> **WHAT IS REQUIRED**
Reproduce the material below in full, replacing every "Outline" with "Trace" and leaving all other text unchanged.

> **RECORD SET**
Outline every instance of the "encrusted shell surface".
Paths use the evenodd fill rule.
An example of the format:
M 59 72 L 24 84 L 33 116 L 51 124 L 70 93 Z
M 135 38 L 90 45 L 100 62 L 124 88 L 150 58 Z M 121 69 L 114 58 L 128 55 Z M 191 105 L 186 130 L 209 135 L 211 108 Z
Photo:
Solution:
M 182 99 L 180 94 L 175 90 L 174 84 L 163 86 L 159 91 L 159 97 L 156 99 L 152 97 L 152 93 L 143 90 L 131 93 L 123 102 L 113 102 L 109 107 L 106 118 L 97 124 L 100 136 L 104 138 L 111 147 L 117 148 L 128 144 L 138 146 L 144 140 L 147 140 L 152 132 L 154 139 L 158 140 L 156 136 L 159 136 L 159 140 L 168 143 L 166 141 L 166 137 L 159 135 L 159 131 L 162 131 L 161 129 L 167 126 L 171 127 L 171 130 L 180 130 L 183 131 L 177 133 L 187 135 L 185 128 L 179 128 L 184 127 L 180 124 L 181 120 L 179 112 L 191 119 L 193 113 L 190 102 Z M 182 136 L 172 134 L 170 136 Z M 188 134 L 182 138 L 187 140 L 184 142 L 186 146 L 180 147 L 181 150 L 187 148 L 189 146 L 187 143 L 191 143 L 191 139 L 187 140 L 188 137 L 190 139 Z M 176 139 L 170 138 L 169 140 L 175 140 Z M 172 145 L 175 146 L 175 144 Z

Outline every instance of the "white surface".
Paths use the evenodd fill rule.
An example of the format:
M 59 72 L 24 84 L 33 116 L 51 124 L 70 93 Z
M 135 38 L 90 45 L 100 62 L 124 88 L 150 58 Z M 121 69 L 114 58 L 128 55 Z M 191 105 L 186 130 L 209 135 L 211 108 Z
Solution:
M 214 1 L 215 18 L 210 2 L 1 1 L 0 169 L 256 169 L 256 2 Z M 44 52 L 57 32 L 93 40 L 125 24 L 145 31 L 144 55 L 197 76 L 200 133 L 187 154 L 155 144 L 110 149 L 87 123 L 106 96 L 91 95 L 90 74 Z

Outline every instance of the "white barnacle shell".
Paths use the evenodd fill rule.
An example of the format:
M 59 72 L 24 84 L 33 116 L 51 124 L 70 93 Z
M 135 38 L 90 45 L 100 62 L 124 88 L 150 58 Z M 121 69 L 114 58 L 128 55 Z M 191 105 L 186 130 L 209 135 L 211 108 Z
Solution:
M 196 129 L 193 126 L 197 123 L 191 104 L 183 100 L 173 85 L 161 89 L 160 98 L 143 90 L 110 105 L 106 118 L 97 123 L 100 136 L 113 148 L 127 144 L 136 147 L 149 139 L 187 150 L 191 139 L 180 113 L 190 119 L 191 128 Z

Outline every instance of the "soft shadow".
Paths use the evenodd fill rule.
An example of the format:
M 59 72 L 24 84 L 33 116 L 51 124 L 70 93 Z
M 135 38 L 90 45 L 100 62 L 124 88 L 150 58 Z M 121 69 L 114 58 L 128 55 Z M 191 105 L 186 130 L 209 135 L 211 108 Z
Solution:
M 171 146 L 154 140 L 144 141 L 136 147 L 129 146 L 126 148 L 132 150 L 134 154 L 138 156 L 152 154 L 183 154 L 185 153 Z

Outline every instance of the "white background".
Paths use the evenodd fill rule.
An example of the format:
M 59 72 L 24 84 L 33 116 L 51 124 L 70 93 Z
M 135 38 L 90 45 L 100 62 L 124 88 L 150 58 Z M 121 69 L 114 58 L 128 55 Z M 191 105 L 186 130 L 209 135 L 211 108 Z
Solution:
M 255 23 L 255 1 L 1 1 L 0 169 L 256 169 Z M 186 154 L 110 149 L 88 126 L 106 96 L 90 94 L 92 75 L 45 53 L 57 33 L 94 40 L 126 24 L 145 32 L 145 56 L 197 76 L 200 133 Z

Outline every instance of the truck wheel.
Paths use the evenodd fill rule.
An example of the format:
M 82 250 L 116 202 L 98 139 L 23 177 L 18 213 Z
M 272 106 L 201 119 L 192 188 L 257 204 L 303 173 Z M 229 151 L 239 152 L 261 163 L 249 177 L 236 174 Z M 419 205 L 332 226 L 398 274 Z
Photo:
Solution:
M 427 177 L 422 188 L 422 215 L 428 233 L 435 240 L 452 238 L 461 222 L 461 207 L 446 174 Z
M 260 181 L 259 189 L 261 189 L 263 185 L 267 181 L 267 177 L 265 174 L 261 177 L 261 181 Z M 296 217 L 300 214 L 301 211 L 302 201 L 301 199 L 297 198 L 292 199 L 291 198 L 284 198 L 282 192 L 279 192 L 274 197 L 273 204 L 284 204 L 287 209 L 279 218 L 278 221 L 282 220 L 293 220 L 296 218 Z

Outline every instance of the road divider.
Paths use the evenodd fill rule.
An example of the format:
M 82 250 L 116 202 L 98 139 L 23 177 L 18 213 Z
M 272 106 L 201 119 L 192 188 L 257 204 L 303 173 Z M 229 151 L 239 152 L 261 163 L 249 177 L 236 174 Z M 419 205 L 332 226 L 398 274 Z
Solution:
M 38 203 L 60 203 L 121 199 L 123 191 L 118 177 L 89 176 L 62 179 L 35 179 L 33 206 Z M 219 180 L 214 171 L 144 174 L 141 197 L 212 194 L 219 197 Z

> **ANSWER TO THE TASK**
Trace every instance of the "encrusted shell surface".
Paths use the evenodd fill rule.
An example of the format:
M 59 72 L 24 84 L 33 116 L 51 124 L 70 93 Z
M 135 38 L 90 45 L 100 62 L 124 88 L 150 58 Z M 121 69 L 114 58 L 128 55 Z M 191 105 L 186 130 L 209 135 L 211 108 Z
Photo:
Solution:
M 182 99 L 180 94 L 175 90 L 174 84 L 163 86 L 159 91 L 159 97 L 156 99 L 152 97 L 152 93 L 143 90 L 131 93 L 123 102 L 113 102 L 109 107 L 106 118 L 97 124 L 100 136 L 104 138 L 111 147 L 117 148 L 128 144 L 138 146 L 144 140 L 147 140 L 152 132 L 154 139 L 158 140 L 156 136 L 159 136 L 159 140 L 168 143 L 166 141 L 166 137 L 159 135 L 159 131 L 162 131 L 161 129 L 167 126 L 171 127 L 171 130 L 180 130 L 183 131 L 177 133 L 187 135 L 185 128 L 179 128 L 184 127 L 180 124 L 181 120 L 179 112 L 191 119 L 193 113 L 190 102 Z M 182 136 L 172 134 L 170 136 Z M 188 134 L 182 138 L 187 140 L 184 142 L 186 146 L 180 147 L 181 150 L 187 148 L 189 146 L 187 143 L 191 143 L 191 139 L 187 140 L 188 137 L 190 139 Z M 176 139 L 170 138 L 169 140 L 175 140 Z M 172 145 L 175 146 L 175 144 Z

Trace every instance of the "white surface".
Paths use the evenodd fill rule.
An example of the format:
M 59 72 L 24 84 L 33 116 L 51 124 L 70 93 Z
M 135 38 L 90 45 L 100 62 L 124 88 L 150 58 Z M 121 69 L 114 58 L 128 55 Z M 191 105 L 186 130 L 209 135 L 211 108 Z
Solution:
M 214 1 L 215 18 L 210 2 L 1 1 L 0 169 L 256 169 L 256 2 Z M 44 52 L 57 32 L 93 40 L 125 24 L 145 31 L 144 55 L 197 76 L 200 133 L 187 154 L 155 144 L 110 149 L 87 123 L 106 96 L 91 95 L 90 74 Z

Trace every instance of the "white barnacle shell".
Paths use the evenodd fill rule.
An example of the format:
M 59 72 L 24 84 L 33 116 L 51 124 L 70 93 Z
M 135 38 L 90 45 L 100 62 L 124 88 L 150 58 Z M 121 69 L 114 58 L 128 55 Z M 191 105 L 186 130 L 209 135 L 211 108 Z
Solution:
M 196 129 L 193 126 L 197 123 L 191 104 L 183 100 L 173 85 L 161 89 L 160 98 L 143 90 L 110 105 L 106 118 L 97 123 L 100 136 L 113 148 L 127 144 L 136 147 L 149 139 L 187 150 L 191 139 L 180 113 L 190 119 L 191 128 Z

Trace every instance of the "soft shadow".
Paths use the evenodd fill rule.
An example of the format:
M 59 72 L 24 84 L 33 116 L 51 124 L 70 93 Z
M 135 38 L 90 45 L 100 62 L 124 88 L 150 58 Z M 121 69 L 114 58 L 128 55 Z M 191 105 L 186 130 L 209 135 L 211 108 Z
Solution:
M 171 146 L 154 140 L 144 141 L 136 147 L 129 146 L 126 148 L 132 150 L 134 154 L 138 156 L 152 154 L 183 154 L 185 153 Z

Trace every instance of the "white background".
Paths use the evenodd fill rule.
An example of the format:
M 59 72 L 24 84 L 33 116 L 51 124 L 70 93 Z
M 135 38 L 90 45 L 100 62 L 124 88 L 150 58 Z M 121 69 L 114 58 L 128 55 Z M 191 105 L 186 130 L 209 135 L 211 108 Z
Solution:
M 255 23 L 255 1 L 1 1 L 0 169 L 256 169 Z M 186 154 L 110 149 L 88 126 L 106 96 L 90 94 L 92 75 L 45 53 L 57 33 L 94 40 L 126 24 L 145 32 L 145 56 L 197 76 L 200 133 Z

Trace every instance of the truck wheel.
Paths use the evenodd fill rule.
An example of the format:
M 82 250 L 116 202 L 98 139 L 23 177 L 18 213 Z
M 272 106 L 201 119 L 192 188 L 257 204 L 303 173 Z M 229 151 L 239 152 L 261 163 L 249 177 L 236 174 Z M 419 205 L 332 226 L 398 274 Z
Photo:
Solution:
M 427 177 L 422 188 L 422 215 L 428 233 L 435 240 L 452 238 L 461 222 L 461 207 L 446 174 Z
M 260 181 L 259 189 L 261 189 L 263 185 L 267 181 L 267 177 L 265 174 L 261 177 L 261 181 Z M 296 217 L 300 214 L 301 211 L 302 201 L 301 199 L 297 198 L 292 199 L 291 198 L 284 198 L 282 192 L 279 192 L 274 197 L 273 204 L 284 204 L 287 209 L 279 218 L 278 221 L 282 220 L 293 220 L 296 218 Z

Trace every instance of the road divider.
Paths use the evenodd fill rule.
An example of the format:
M 82 250 L 116 202 L 98 139 L 23 177 L 18 213 Z
M 272 106 L 201 119 L 192 188 L 257 204 L 303 173 Z M 229 151 L 239 152 L 261 163 L 249 177 L 236 174 Z M 419 205 L 332 226 L 398 274 Z
Solution:
M 38 203 L 60 203 L 121 199 L 123 191 L 118 177 L 89 176 L 62 179 L 35 179 L 33 206 Z M 219 180 L 214 171 L 144 174 L 141 197 L 212 194 L 219 197 Z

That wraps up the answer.